THE TASK:
Return the lines below word for word, leaving the pictures out of your answer.

EXERCISE INPUTS:
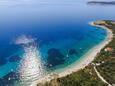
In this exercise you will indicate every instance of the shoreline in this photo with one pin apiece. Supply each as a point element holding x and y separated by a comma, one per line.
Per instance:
<point>82,63</point>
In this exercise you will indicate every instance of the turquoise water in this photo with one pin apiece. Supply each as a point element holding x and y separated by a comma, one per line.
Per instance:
<point>38,37</point>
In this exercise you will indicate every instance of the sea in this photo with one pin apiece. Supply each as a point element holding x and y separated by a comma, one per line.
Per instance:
<point>39,37</point>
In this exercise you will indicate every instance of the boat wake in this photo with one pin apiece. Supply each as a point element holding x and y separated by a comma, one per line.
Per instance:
<point>31,67</point>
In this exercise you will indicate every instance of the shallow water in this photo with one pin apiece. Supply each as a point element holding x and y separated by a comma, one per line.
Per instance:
<point>39,37</point>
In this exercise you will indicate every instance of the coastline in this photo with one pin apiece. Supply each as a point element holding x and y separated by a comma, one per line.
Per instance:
<point>85,61</point>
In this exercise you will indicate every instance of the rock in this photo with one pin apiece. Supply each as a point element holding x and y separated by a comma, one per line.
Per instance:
<point>55,57</point>
<point>3,61</point>
<point>14,59</point>
<point>72,52</point>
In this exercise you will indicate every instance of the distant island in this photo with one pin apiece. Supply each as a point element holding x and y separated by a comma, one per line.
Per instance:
<point>101,2</point>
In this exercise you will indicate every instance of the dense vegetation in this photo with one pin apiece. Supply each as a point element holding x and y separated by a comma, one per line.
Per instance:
<point>107,69</point>
<point>87,76</point>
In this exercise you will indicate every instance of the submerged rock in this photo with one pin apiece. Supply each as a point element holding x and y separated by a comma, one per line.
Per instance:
<point>3,61</point>
<point>9,79</point>
<point>72,52</point>
<point>55,57</point>
<point>14,58</point>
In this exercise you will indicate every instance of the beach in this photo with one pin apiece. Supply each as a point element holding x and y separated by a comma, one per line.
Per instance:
<point>82,63</point>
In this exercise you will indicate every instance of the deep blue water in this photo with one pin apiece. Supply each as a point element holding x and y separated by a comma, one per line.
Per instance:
<point>60,31</point>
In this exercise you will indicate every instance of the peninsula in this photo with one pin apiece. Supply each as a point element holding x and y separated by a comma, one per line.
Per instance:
<point>100,71</point>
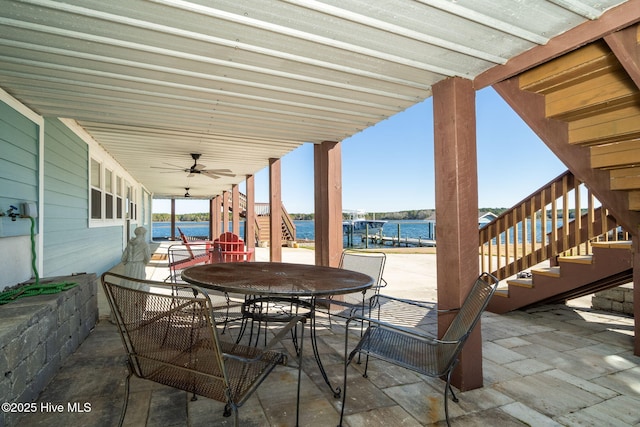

SOLVED EXERCISE:
In this exercise you will indicate every instance of the shoreline in this photo with one pin apiece. Supply each as a point element holding x and y separated by a comma, one per line.
Per instance:
<point>82,63</point>
In this exercise you will indicate every instance of the turquoise water in this photo with one pin apiece. Supply each as a point element holding x and y separated by a comma, one per line.
Per instance:
<point>38,37</point>
In this exercise you will indicate every instance of the sea in this photo with one pin apiece. Supply each as a point element holding x and y separated by a comma, one per line.
Per instance:
<point>39,37</point>
In this exercise you will indicate every instance of the boat wake in this photo with one pin apiece. Supply each as a point element holding x and y separated by a comma, one per line.
Per instance:
<point>31,67</point>
In this exercise you will indicate every instance of the shallow water in this photo with one pin apiece. Supply each as a point element holding x and y separated by a comma, one per line.
Per instance:
<point>39,37</point>
In this exercise you will indicate every instance of the coastline in this photo with one pin apiece. Supply each as a point element holding x and y separated by a comma, one per line.
Per instance:
<point>85,61</point>
In this exercise you will indicate every instance of the rock in this photo with one pin apiece. Supply each as a point element holding x and y separated by a comma, one per line.
Per instance:
<point>55,57</point>
<point>3,61</point>
<point>14,59</point>
<point>72,52</point>
In this exercise you will indicate every instance of the distant island in this photo with one pin apiece. Supply each as a point element holding x and y separated by a comma, one per line.
Per instance:
<point>101,2</point>
In this exercise you will indicate every instance of the dense vegetation in this photo with one pin apiece. Supply each as a point element holding x and y separated by a comma, one per line.
Per instance:
<point>107,69</point>
<point>87,76</point>
In this exercise you will indicate every instance of the submerged rock in this photo with one pin apiece. Supply each as a point element holding x and y separated by a comma, one per line.
Per instance:
<point>3,61</point>
<point>9,79</point>
<point>72,52</point>
<point>55,57</point>
<point>14,58</point>
In this exercise you will indicate every instance of the beach in this photo with one pin apiece. Supply each as a point element holding x and y separated by a comma, one per line.
Per instance:
<point>82,63</point>
In this exercise you will indicate every instance of the deep blue water in this photo with one pin apiece. Supply each as a point element holding x and y separated by a comma, one per line.
Per instance:
<point>60,31</point>
In this exercise you will indicate every instance of the peninsula in this photo with one pin apiece. Supply each as a point element holding x and y separated by a comma, one per line.
Per instance:
<point>100,71</point>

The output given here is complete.